Written task:
Quote the passage on long stock positions word for word, starting at the words "Investors own stocks" and stopping after the words "the delivered shares.".

The stock market involves a variety of terms and lingo that may be difficult for the novice to understand. You may hear the words “long" and "short" in the stock market. As an investor, long and short describe your market position with a specific stock. A firm grasp of terms may help you navigate the stock market more successfully.
Investors own stocks and securities – known as being “long” in any stocks owned and held. Investors “go long” when they purchase shares. While the investor holds the shares, account information shows “long” and the number of shares held. If an investor sells part of the total number of shares, account information will indicate “long” and the reduced number of shares held. If an investor sells all shares, the account reaches zero, the account is “flat” and documentation indicates the delivered shares.

Supplied material:

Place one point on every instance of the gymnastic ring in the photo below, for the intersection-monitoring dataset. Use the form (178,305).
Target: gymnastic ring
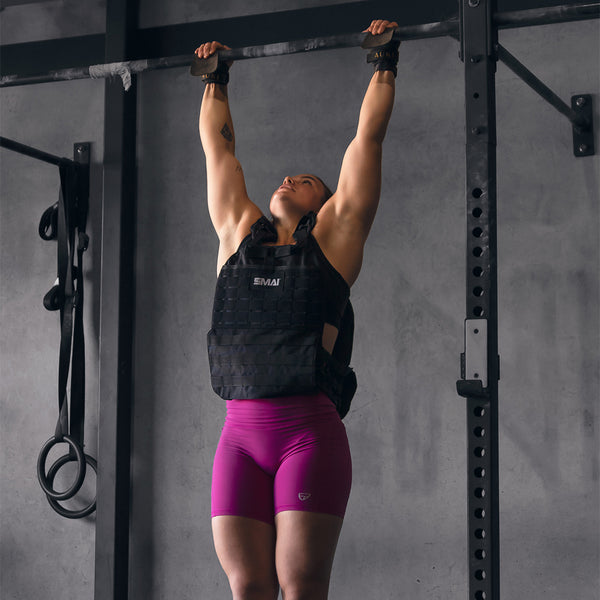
(41,467)
(61,510)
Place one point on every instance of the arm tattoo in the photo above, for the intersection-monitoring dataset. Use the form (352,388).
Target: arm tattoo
(226,133)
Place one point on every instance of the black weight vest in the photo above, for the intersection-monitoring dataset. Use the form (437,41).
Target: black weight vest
(271,304)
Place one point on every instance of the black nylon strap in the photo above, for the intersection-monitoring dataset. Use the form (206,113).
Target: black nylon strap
(66,221)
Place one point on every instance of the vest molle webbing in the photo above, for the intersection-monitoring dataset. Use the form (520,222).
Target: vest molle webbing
(271,304)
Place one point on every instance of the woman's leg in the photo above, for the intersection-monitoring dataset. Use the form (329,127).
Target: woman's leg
(246,551)
(306,544)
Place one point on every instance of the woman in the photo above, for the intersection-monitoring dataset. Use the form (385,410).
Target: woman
(280,346)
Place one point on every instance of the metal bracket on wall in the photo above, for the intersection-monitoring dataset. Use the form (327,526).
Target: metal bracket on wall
(579,113)
(583,135)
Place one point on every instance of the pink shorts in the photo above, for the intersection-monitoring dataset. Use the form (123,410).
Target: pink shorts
(279,454)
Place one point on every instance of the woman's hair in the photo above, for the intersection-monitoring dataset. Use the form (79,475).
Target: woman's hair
(328,192)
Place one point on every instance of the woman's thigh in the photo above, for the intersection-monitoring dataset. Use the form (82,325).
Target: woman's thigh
(246,550)
(305,550)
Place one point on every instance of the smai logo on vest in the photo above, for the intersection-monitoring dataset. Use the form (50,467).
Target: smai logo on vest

Output:
Investors own stocks and securities – known as being “long” in any stocks owned and held. Investors “go long” when they purchase shares. While the investor holds the shares, account information shows “long” and the number of shares held. If an investor sells part of the total number of shares, account information will indicate “long” and the reduced number of shares held. If an investor sells all shares, the account reaches zero, the account is “flat” and documentation indicates the delivered shares.